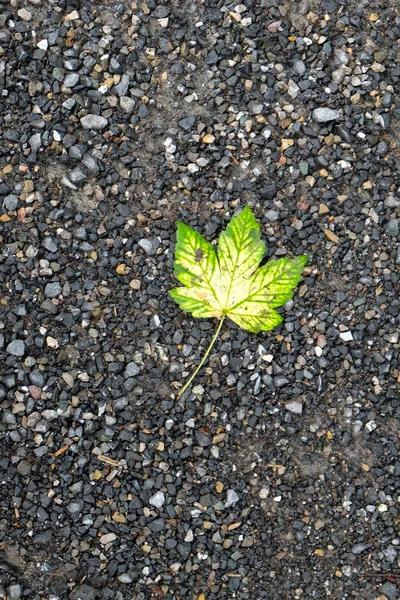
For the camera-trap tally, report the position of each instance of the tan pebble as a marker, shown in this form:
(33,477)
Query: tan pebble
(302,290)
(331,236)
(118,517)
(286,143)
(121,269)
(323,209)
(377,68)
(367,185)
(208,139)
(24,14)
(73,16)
+---+
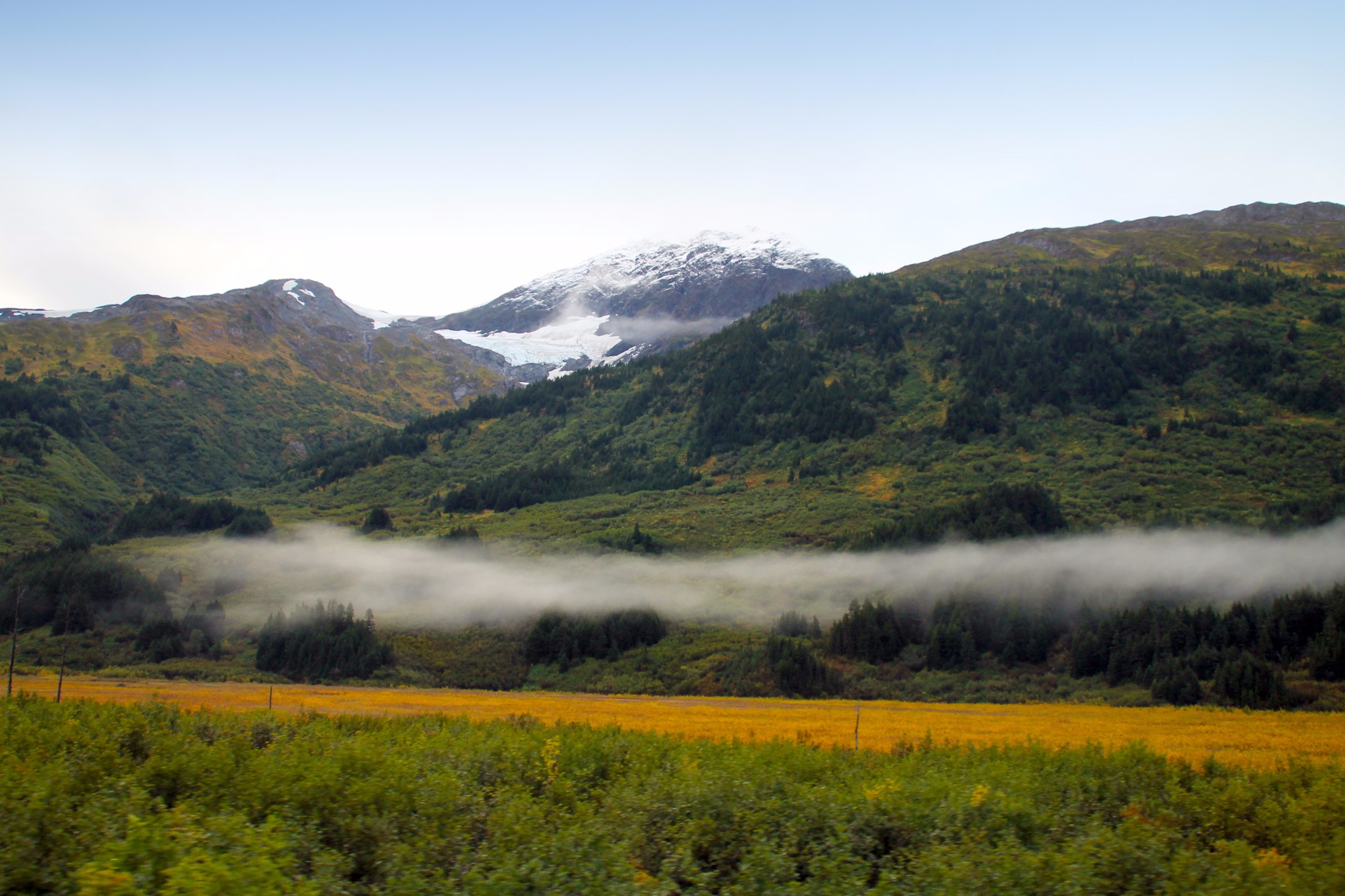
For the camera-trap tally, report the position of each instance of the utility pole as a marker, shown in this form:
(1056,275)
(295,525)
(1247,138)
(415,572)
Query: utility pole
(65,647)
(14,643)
+---+
Problem to work on
Pick out every line of the data above that contains the word "pebble", and copy each of those lines in full.

The completed task
For the camera-trap tally, report the position of each instance of the tan pebble as a marker, shown in this form:
Query: tan pebble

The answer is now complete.